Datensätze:
☆ ☆ ☆
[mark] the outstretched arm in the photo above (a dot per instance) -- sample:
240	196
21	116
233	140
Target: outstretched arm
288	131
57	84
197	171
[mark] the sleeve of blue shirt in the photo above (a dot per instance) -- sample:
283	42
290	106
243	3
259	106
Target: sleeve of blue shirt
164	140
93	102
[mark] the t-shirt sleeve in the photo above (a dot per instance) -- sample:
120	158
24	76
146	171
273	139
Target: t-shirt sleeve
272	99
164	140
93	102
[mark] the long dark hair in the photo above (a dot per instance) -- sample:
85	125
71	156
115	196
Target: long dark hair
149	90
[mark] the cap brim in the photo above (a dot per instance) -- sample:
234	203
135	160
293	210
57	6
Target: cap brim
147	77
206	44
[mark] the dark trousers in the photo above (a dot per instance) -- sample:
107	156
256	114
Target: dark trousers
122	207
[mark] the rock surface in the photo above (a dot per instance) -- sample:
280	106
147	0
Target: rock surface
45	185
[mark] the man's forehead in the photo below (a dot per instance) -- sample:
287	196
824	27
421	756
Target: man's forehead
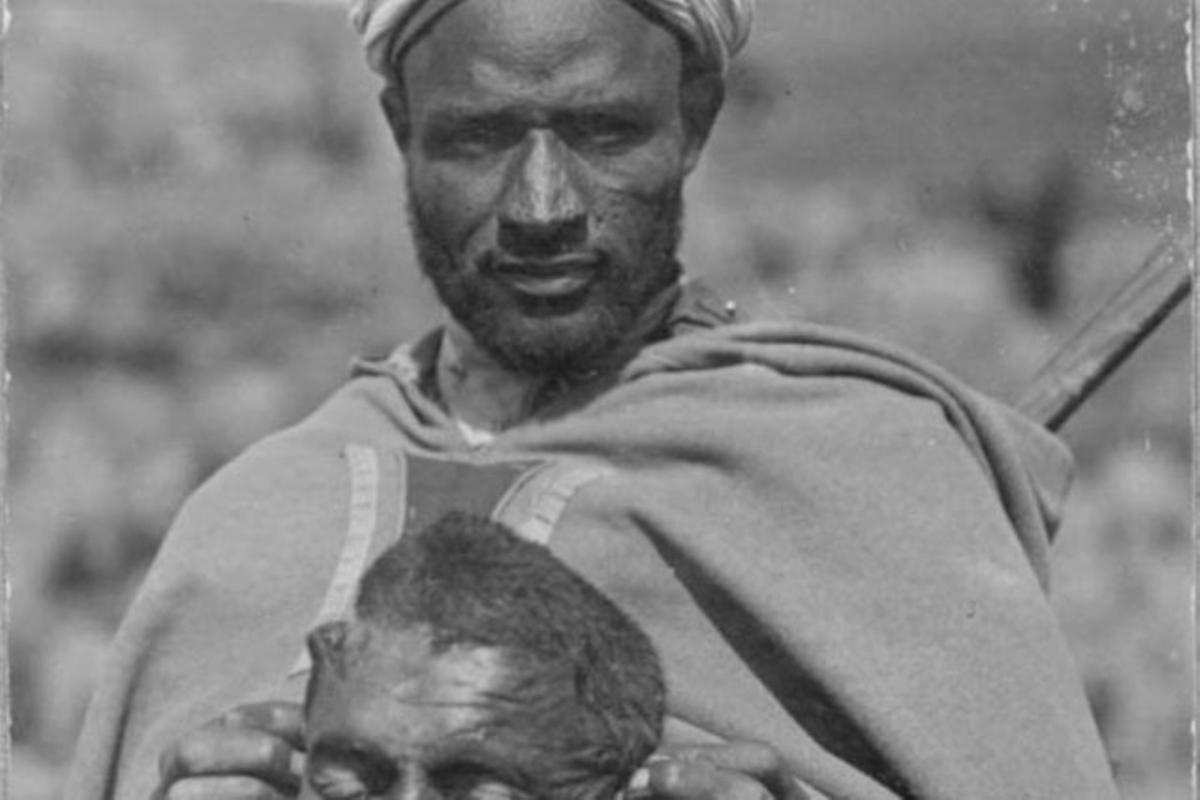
579	48
388	675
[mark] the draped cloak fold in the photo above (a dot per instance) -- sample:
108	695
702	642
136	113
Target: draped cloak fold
835	546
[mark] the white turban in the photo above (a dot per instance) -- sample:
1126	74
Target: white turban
717	29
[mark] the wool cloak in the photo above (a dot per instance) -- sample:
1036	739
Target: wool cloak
837	548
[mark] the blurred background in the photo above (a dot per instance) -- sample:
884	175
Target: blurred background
204	223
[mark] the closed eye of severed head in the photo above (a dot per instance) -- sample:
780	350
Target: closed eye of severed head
478	667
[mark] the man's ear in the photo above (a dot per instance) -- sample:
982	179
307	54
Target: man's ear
701	96
395	108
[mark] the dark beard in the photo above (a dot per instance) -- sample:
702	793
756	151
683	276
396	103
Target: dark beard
551	340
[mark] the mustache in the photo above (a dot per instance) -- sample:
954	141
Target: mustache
496	262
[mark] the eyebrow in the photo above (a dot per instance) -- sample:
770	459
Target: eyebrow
462	114
460	751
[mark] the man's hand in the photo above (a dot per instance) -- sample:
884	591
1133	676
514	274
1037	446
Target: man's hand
253	752
742	770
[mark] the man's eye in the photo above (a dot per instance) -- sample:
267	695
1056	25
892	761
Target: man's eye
474	785
474	140
604	133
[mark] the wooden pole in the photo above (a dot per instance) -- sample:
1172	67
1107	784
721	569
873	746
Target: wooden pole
1108	338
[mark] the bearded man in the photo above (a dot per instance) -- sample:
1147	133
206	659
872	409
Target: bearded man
839	551
475	666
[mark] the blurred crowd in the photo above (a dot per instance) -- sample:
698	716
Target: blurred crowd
205	223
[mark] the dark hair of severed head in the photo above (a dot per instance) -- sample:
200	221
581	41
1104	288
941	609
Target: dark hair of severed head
586	678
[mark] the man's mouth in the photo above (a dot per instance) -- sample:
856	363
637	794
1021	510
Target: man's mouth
547	278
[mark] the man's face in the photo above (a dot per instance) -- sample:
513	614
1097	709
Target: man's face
546	152
401	720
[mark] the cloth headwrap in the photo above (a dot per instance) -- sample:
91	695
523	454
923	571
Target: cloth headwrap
717	29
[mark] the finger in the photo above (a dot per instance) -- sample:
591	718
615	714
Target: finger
757	759
285	720
701	780
227	787
216	750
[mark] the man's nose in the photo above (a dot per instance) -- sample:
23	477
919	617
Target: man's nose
543	211
412	785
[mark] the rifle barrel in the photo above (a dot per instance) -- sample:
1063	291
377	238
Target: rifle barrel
1110	335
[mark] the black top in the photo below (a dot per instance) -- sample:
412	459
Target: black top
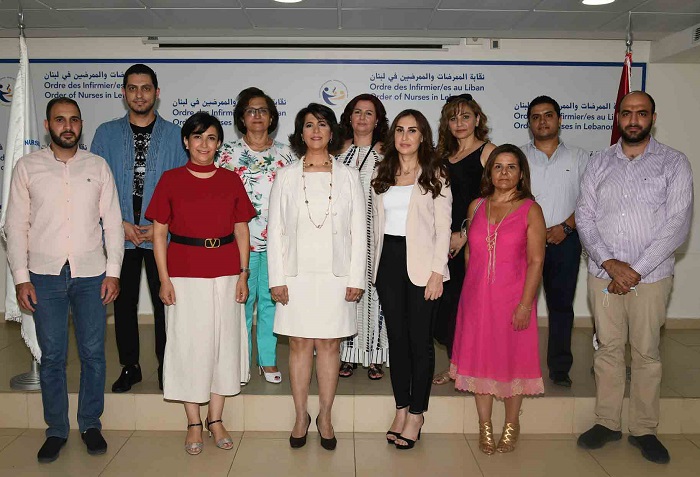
☆ ☆ ☆
Schreiben Sie sämtliche Datensätze oben Zeile für Zeile unverändert ab, jedoch ohne die Bilder.

LÖSUNG:
[mark] the outstretched arm in the photo above (a dot per instance) -- sample:
240	196
21	116
233	140
Target: outstretched arm
288	131
57	84
197	171
[mark] the sleeve of blue shirt in the photo above (a dot per instance) -- sample:
283	42
290	106
243	3
259	106
Target: sleeve of blue shirt
164	140
93	102
[mark] the t-shirt sleeve in the photo above (a dot per instance) -- sample:
120	158
24	76
146	171
273	139
Target: t-shirt sleeve
272	99
164	140
93	102
[mark] the long dark hair in the photo above (a dot per instance) -- sample:
85	125
71	156
115	196
Target: long dark hair
149	90
[mark] the cap brim in the photo above (a dot per instance) -- sample:
234	203
135	160
293	210
57	6
Target: cap brim
147	77
206	44
[mark] the dark trousers in the photo above (a dot per instance) -- sample:
107	156
256	114
Target: dark trousers
122	207
[mark] the rock surface in the photo above (a dot per instance) -- sample:
280	106
147	0
Target: rock surface
45	185
[mark] the man's forehead in the photo below (a dot per instance) -- sample:
287	196
824	27
421	756
Target: man's forehead
579	48
388	675
[mark] the draped cloak fold in the photo above (a dot per instance) -- sample:
108	695
702	642
136	113
Target: draped cloak fold
835	546
[mark] the white turban in the photo above (a dot per instance) -- sample:
1126	74
Target: white turban
717	29
[mark] the wool cloak in the photo above (a dot per instance) -- sample:
1036	739
Target: wool cloak
837	548
[mark] the blurred background in the photo above (a dot per instance) -- sample:
884	175
Target: blurred background
204	223
[mark] the closed eye of severed head in the photo above (a dot per instance) -- sample:
780	350
Target: closed eye of severed head
478	667
[mark] the man's ear in the photo above (a dot per instance) -- sample:
982	179
307	54
Target: man's ear
701	96
395	108
[mark] the dark beard in the photo above (a dot per instance) -- sample:
702	793
756	151
683	276
396	103
Target: dark beard
551	340
[mark] the mustache in the photo above (a dot per instance) -- sample:
954	141
Target: mustache
496	262
[mark] the eyebrow in the photo above (a dot per instance) -- sample:
770	459
Target: eyebrow
462	114
460	751
[mark] the man's hand in the photo above (a dot per instance) -- sample:
884	591
1133	676
514	274
1037	446
Target: man's hand
253	752
742	770
[mark] the man's eye in the photo above (a dot per instance) -- sample:
267	695
1056	25
892	761
Target: man's eye
474	785
474	140
604	133
[mark] the wooden pole in the photo above (a dot per instance) -- sample:
1172	67
1107	784
721	569
873	746
Target: wooden pole
1108	338
[mark] the bearded man in the photo above (a dot per instance) -- sample:
1147	133
206	659
872	409
Target: bearded man
839	551
475	666
[mark] the blurred crowd in the photo above (a dot per instance) -- sample:
698	716
Target: blurred crowd
205	223
[mark] the dark hair of severed head in the photo above (a dot per instance) -- sample:
200	221
581	41
1104	288
941	609
Target: dark hair of severed head
586	678
[mark] the man's mouth in the photo above (a dot per instance) -- sample:
856	363
637	794
1021	510
Target: man's mouth
547	278
[mark] the man's face in the photo above (a dot per instance) -- sample:
513	614
1097	709
Target: man's face
546	152
401	720
[mark] the cloth headwrap in the photo above (a dot per instance) -- sample:
91	695
523	454
923	571
Target: cloth headwrap
717	29
[mark] the finger in the photo above (a dot per instance) -- sample:
591	718
615	714
Target: finger
757	759
285	720
701	780
227	787
216	750
[mark] the man's nose in the photo above (a dot per instance) -- sample:
23	477
919	617
Target: man's nose
543	211
412	785
[mark] the rifle barrel in the photo above (a dot per instance) -- sample:
1063	291
377	238
Target: rifle barrel
1110	335
[mark] the black top in the photo below (a dot per instance) -- sample:
412	459
Target: black top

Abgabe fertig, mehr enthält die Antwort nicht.